BEGIN
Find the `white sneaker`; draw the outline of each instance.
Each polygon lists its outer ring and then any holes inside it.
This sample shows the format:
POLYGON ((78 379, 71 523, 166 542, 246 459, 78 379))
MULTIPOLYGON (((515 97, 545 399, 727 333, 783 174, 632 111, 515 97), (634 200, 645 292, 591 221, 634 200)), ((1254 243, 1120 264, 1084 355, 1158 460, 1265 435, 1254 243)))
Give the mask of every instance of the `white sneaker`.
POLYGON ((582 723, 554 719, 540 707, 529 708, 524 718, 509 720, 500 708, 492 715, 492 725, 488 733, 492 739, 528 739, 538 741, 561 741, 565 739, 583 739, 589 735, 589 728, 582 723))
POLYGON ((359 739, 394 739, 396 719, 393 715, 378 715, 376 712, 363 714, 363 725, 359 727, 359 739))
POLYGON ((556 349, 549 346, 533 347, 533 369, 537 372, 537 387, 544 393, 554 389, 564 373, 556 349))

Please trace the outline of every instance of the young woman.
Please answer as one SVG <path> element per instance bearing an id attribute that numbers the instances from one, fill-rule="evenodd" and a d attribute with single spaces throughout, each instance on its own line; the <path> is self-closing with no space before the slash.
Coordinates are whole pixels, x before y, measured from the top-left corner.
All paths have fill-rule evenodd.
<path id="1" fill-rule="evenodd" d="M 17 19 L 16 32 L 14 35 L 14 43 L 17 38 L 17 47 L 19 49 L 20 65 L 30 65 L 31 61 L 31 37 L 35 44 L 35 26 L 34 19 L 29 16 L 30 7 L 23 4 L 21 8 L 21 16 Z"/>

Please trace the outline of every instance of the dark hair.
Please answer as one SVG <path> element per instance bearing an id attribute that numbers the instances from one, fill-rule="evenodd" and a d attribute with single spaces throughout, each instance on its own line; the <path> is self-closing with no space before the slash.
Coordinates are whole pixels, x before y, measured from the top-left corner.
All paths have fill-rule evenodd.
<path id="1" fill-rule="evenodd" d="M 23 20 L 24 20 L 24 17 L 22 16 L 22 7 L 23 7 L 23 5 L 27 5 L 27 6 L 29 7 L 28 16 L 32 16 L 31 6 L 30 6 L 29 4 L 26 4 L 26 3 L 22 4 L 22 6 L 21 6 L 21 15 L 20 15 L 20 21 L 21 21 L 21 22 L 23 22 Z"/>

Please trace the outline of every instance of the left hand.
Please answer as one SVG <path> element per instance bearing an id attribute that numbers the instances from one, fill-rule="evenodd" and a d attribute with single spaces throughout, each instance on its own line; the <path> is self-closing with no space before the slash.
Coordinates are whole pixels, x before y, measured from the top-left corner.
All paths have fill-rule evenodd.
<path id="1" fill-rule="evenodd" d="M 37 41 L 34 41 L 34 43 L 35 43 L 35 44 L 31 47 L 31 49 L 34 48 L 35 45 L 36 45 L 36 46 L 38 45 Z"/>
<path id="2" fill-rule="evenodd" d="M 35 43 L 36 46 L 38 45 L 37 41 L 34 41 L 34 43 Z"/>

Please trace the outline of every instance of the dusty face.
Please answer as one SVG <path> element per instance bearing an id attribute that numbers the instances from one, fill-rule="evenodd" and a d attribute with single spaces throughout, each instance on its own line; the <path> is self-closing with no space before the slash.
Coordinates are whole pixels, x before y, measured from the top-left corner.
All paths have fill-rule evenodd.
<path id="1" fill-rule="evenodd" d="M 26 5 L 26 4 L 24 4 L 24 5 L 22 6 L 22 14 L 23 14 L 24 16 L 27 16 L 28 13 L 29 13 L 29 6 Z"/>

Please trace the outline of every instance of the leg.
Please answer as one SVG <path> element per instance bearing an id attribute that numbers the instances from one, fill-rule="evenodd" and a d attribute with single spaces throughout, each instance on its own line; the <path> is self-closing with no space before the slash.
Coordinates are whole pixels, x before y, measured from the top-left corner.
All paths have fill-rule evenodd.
END
(Written task): Copy the material verbatim, from the line containing "Please trace the outline of every instance of the left" through the final line of the material, both ends included.

(Answer to the task):
Please trace the outline of every instance of the left hand.
Please answer as one SVG <path> element per instance bearing an id attribute that numbers the instances from one, fill-rule="evenodd" and a d attribute with single spaces throughout, each instance on its own line; the <path> is self-closing with no space before the slash.
Coordinates are whole pixels, x before y, measured from the top-left corner.
All paths have fill-rule evenodd.
<path id="1" fill-rule="evenodd" d="M 37 41 L 34 41 L 34 43 L 35 43 L 35 44 L 31 47 L 31 49 L 34 48 L 35 45 L 36 45 L 36 46 L 38 45 Z"/>
<path id="2" fill-rule="evenodd" d="M 35 43 L 36 46 L 38 45 L 37 41 L 34 41 L 34 43 Z"/>

Please trace the outline of every instance of the dusty face.
Please answer as one SVG <path> element per instance bearing an id attribute that numbers the instances from one, fill-rule="evenodd" and a d attribute with single spaces throughout, each instance on its own line; the <path> is self-closing with no space before the slash.
Coordinates are whole pixels, x before y, measured from the top-left corner.
All paths have fill-rule evenodd.
<path id="1" fill-rule="evenodd" d="M 26 5 L 26 4 L 24 4 L 24 5 L 22 6 L 22 14 L 23 14 L 24 16 L 27 16 L 28 13 L 29 13 L 29 6 Z"/>

Please trace the outline of every instance of the leg.
Please answer as one SVG <path> element per instance bearing an id attribute that numbers the instances from one, fill-rule="evenodd" and a d attribute with single spaces throughout, each instance on its own line; the <path> is self-closing with no space before the slash.
Coordinates are whole pixels, x before y, measured from the top-left corner.
All paths have fill-rule evenodd.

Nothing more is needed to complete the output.